*** Opening Page excerpt ***
Tuesday, August 3, 2010

'INGLOURIOUS"

We missed "Inglourious Basterds" in the theaters. Ellie draws the line at the kind of violence she associates with Quentin Tarantino movies; I'm turned off by the kind of modal he favors--movies about movies. There's a cleverness I don't enjoy, a kind of wink to the knowing that goes along with the violence and seems to want to justify it. But still, we both enjoyed the movie, once the rental arrived from Netflix. Neither one of us could watch the scalping scenes, and there were other moments when we had to turn away. Bottom line, though, the film was a smart and harmless way to take revenge on the horrors of the Nazis, their unspeakable and obsessive hatred of the Jews, and their occupation of France.

Despite his obvious intelligence and his movie-making skills, there is something juvenile about Quentin Tarantino. He has the imagination of a little boy gone wild. In this instance, not untypically, he dreamed up a story so absurd, so bloodthirsty, so unrestrained in its pursuit of its villains that it succeeded in toppling over from horror into hilarity; at some of its most gruesome moments, we found ourselves laughing hysterically--that kind of laugh that is truly therapeutic, cleansing--well, cathartic.
*** Closing Page excerpt ***
Return everything in the Inglourious Basterds review from "Tuesday, August 3, 2010" down to "occupation of France.", copied word for word. The rows that come next aren't needed for anything here.
*** Opening Listed records ***
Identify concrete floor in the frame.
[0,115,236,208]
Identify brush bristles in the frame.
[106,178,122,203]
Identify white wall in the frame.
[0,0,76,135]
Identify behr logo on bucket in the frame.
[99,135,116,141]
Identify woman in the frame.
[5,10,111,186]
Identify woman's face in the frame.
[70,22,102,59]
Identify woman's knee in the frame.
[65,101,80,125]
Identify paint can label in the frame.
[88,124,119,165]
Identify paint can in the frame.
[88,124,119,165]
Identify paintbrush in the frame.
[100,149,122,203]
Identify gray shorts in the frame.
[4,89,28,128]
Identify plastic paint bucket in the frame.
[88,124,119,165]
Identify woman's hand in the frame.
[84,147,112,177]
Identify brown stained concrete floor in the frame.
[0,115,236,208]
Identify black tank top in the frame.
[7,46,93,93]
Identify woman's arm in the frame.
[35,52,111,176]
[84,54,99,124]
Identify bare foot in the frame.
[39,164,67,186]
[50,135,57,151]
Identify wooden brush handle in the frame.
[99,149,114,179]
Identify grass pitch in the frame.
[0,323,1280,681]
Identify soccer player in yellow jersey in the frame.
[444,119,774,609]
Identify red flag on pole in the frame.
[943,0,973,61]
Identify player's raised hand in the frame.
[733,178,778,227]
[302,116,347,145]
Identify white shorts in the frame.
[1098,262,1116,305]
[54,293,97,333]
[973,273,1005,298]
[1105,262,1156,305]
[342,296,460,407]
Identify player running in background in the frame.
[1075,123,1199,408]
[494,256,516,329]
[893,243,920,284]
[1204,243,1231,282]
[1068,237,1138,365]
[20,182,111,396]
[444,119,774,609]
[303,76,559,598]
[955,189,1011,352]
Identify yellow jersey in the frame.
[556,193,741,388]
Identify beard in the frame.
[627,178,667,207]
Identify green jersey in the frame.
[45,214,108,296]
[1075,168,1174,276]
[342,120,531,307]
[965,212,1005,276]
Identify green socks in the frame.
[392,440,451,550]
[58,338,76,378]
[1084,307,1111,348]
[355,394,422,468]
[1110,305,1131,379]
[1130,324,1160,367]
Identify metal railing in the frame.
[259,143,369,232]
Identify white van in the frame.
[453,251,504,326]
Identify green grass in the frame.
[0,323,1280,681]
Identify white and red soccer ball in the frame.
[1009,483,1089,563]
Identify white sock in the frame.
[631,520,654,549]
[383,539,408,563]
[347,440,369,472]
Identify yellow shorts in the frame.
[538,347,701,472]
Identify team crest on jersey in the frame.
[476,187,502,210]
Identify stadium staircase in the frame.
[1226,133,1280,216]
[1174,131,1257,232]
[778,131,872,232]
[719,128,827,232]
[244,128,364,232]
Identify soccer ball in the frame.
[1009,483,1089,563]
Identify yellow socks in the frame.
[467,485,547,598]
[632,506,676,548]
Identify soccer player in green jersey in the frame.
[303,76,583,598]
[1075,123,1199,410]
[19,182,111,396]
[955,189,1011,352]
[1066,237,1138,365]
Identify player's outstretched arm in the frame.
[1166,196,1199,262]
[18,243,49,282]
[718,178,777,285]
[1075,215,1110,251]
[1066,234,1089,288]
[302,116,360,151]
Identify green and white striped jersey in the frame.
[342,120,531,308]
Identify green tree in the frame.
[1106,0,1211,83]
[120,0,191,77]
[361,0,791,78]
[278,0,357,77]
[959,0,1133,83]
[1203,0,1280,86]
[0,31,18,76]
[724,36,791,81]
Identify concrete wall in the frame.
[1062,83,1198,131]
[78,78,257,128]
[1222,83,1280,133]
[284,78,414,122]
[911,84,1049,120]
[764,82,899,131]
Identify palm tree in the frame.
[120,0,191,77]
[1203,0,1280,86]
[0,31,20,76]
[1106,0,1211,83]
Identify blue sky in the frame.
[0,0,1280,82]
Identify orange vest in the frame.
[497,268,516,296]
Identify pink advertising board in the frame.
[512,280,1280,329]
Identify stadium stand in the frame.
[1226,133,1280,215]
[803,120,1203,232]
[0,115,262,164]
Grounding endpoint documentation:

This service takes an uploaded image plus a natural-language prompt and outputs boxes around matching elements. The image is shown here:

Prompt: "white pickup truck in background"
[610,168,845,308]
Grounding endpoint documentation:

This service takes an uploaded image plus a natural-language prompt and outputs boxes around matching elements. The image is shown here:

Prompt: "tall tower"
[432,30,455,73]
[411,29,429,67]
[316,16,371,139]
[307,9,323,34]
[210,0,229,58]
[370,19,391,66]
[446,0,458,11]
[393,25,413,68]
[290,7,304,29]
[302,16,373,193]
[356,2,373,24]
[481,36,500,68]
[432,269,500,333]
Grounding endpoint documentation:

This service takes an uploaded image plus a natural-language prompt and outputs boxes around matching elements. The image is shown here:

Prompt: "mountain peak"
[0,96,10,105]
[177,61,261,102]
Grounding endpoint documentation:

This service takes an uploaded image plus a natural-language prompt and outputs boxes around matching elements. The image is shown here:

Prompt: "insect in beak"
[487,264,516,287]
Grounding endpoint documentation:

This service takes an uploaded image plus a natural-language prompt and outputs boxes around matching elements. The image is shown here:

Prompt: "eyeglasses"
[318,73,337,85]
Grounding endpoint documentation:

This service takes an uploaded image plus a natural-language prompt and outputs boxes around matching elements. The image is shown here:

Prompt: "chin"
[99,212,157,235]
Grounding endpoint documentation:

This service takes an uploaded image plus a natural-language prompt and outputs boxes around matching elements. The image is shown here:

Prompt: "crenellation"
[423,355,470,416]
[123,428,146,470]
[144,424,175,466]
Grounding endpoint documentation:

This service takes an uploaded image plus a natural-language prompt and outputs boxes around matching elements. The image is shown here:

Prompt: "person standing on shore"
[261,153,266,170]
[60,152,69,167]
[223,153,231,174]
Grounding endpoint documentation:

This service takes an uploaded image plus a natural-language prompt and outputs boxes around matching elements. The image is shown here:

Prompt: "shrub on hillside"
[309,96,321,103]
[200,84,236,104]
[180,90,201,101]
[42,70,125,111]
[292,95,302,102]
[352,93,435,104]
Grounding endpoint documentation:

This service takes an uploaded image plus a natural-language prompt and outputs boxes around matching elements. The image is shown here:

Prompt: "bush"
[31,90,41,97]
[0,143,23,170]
*** Closing Listed records ***
**Reply:**
Tuesday, August 3, 2010

'INGLOURIOUS"

We missed "Inglourious Basterds" in the theaters. Ellie draws the line at the kind of violence she associates with Quentin Tarantino movies; I'm turned off by the kind of modal he favors--movies about movies. There's a cleverness I don't enjoy, a kind of wink to the knowing that goes along with the violence and seems to want to justify it. But still, we both enjoyed the movie, once the rental arrived from Netflix. Neither one of us could watch the scalping scenes, and there were other moments when we had to turn away. Bottom line, though, the film was a smart and harmless way to take revenge on the horrors of the Nazis, their unspeakable and obsessive hatred of the Jews, and their occupation of France.